**Exercise requirements:**
Put the lines of all the items below into a numbered list, leaving out any blank lines.

**Records to process:**
....
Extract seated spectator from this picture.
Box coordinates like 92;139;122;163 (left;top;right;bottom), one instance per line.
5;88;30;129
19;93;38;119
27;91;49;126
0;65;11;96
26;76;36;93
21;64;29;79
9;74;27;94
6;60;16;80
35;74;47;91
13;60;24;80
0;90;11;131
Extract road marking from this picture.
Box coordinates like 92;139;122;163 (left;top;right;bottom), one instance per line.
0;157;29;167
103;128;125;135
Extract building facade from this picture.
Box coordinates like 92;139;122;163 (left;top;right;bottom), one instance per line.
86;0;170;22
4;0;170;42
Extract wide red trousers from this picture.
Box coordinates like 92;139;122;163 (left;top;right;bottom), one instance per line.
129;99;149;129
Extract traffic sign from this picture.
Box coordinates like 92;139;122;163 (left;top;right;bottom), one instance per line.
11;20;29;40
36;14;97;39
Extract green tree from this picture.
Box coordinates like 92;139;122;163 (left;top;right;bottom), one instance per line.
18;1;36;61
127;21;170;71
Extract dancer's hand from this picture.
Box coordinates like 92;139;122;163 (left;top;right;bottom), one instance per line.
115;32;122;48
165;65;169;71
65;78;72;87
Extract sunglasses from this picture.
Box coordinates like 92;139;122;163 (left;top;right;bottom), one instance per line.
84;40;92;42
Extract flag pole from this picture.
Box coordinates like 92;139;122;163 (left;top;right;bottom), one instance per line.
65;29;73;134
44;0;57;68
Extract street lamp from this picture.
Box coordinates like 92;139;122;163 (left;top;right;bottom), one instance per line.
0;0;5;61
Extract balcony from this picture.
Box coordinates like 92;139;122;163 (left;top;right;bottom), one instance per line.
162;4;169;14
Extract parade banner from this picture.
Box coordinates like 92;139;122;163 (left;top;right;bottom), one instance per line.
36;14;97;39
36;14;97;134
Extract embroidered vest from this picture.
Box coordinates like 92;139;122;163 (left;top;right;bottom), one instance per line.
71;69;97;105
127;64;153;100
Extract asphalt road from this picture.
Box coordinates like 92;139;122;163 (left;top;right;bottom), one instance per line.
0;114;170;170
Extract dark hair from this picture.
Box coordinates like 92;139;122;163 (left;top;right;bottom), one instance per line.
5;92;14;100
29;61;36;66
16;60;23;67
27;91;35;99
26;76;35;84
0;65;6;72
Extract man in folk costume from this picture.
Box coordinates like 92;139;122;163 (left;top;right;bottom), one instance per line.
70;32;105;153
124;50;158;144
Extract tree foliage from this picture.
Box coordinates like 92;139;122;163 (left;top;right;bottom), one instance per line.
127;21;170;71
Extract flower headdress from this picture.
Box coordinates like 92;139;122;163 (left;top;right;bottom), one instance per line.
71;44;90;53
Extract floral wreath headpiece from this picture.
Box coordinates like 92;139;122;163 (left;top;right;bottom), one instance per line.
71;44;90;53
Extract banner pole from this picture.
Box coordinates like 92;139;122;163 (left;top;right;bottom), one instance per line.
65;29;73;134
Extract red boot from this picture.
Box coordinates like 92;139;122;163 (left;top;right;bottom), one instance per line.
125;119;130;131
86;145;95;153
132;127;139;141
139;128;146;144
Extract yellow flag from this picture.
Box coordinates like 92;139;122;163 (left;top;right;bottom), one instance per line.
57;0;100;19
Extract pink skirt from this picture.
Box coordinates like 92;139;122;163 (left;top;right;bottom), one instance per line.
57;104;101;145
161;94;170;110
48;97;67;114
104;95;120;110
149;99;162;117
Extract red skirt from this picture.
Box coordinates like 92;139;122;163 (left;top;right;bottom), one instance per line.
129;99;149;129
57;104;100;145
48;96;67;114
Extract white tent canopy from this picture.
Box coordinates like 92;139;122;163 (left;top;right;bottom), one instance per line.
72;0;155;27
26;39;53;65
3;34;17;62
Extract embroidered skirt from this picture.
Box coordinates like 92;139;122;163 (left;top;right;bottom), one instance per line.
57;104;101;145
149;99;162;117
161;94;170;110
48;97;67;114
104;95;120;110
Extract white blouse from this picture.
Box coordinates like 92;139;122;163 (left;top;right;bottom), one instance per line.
....
**Solution below:**
1. Extract seated spectator from this picture.
2. Box coordinates like 92;139;122;163 (left;top;right;bottom), one instance per line.
3. 5;88;30;129
4. 19;93;38;119
5. 27;91;49;126
6. 0;65;11;96
7. 26;76;36;93
8. 21;64;29;79
9. 9;74;27;94
10. 6;60;16;80
11. 35;74;47;91
12. 13;60;24;80
13. 0;90;11;131
14. Extract road marking from this picture.
15. Box coordinates like 92;139;122;163 (left;top;right;bottom), one instance per line.
16. 0;157;29;167
17. 103;128;125;135
18. Extract building facade from this picture.
19. Box coordinates like 92;139;122;163 (left;top;right;bottom), one instance per line.
20. 86;0;170;22
21. 4;0;170;42
22. Extract wide red trousers from this picture.
23. Box coordinates like 92;139;122;163 (left;top;right;bottom), one instance per line.
24. 129;99;149;129
25. Extract traffic sign from this picture.
26. Box coordinates like 92;139;122;163 (left;top;right;bottom), one instance per line.
27. 11;20;29;40
28. 36;14;97;39
29. Extract green tree from this picture.
30. Box coordinates like 92;139;122;163 (left;top;right;bottom), one instance per line.
31. 18;1;36;61
32. 127;21;170;71
33. Extract dancer's hand from this picture.
34. Box coordinates like 92;139;122;163 (left;top;right;bottom), one instance per line.
35. 115;32;122;48
36. 165;65;169;71
37. 65;78;72;87
38. Extract sunglasses from this picture.
39. Box coordinates like 92;139;122;163 (left;top;right;bottom), one instance per line.
40. 84;40;92;42
41. Extract flag pole from this picture.
42. Box coordinates like 92;139;122;163 (left;top;right;bottom), one instance per line.
43. 65;29;73;134
44. 44;0;57;68
45. Extract street lamp from this picture.
46. Box coordinates like 92;139;122;163 (left;top;right;bottom), one instance per line.
47. 0;0;5;61
48. Extract balcony from this picture.
49. Box coordinates like 92;139;122;163 (left;top;right;bottom), one instance per line.
50. 162;4;169;14
51. Extract parade banner from this picture.
52. Box coordinates like 92;139;122;163 (left;top;right;bottom), one instance per line.
53. 36;14;97;39
54. 36;14;97;134
55. Extract embroidered vest from this picture.
56. Box coordinates like 92;139;122;163 (left;top;right;bottom), one instance per line.
57. 71;69;97;105
58. 127;64;153;100
59. Extract asphalt road from this picture.
60. Box coordinates like 92;139;122;163 (left;top;right;bottom), one instance per line.
61. 0;114;170;170
62. Extract dark hair from this picture.
63. Box coordinates like 92;139;122;163 (left;top;right;bottom), one instance per line.
64. 5;92;14;100
65. 29;61;36;66
66. 16;60;23;67
67. 27;91;35;99
68. 26;76;35;84
69. 0;65;6;72
70. Extract man in folk costume from this picture.
71. Box coordinates like 92;139;122;163 (left;top;right;bottom), one instance per line.
72. 70;32;105;153
73. 124;50;158;144
74. Extract tree foliage from this picture.
75. Box coordinates like 92;139;122;163 (left;top;right;bottom), one instance per line.
76. 127;21;170;71
77. Extract flower headdress from this picture.
78. Box coordinates like 92;139;122;163 (left;top;right;bottom), one instance per line.
79. 71;44;90;53
80. Extract floral wreath headpiece from this picture.
81. Box coordinates like 92;139;122;163 (left;top;right;bottom), one instance per line.
82. 71;44;90;53
83. Extract banner pole from this picture.
84. Box coordinates like 92;139;122;163 (left;top;right;bottom), one instance per line.
85. 65;29;73;134
86. Extract red boot from this picture.
87. Box coordinates like 92;139;122;163 (left;top;right;bottom), one instance per line.
88. 125;119;130;131
89. 86;145;95;153
90. 132;127;139;141
91. 139;128;146;144
92. Extract yellow flag from this picture.
93. Box coordinates like 92;139;122;163 (left;top;right;bottom), one instance per line.
94. 57;0;100;19
95. Extract pink skirt from this picture.
96. Box coordinates like 92;139;122;163 (left;top;right;bottom), one instance per line.
97. 57;104;101;145
98. 161;94;170;110
99. 48;97;67;114
100. 104;95;120;110
101. 149;99;162;117
102. Extract red skirt from this picture.
103. Box coordinates like 92;139;122;163 (left;top;right;bottom), one instance per line.
104. 129;99;149;129
105. 57;104;100;145
106. 48;96;67;114
107. Extract white tent canopy from this picture.
108. Box coordinates like 92;139;122;163 (left;top;right;bottom), one instance per line.
109. 72;0;155;27
110. 26;39;53;65
111. 3;34;17;62
112. Extract embroidered skirt from this picture.
113. Box coordinates like 92;139;122;163 (left;top;right;bottom), one instance per line.
114. 57;104;101;145
115. 149;99;162;117
116. 161;94;170;110
117. 48;97;67;114
118. 104;95;120;110
119. Extract white blouse from this picture.
120. Box coordinates like 92;139;122;163 (left;top;right;bottom), one instance per line.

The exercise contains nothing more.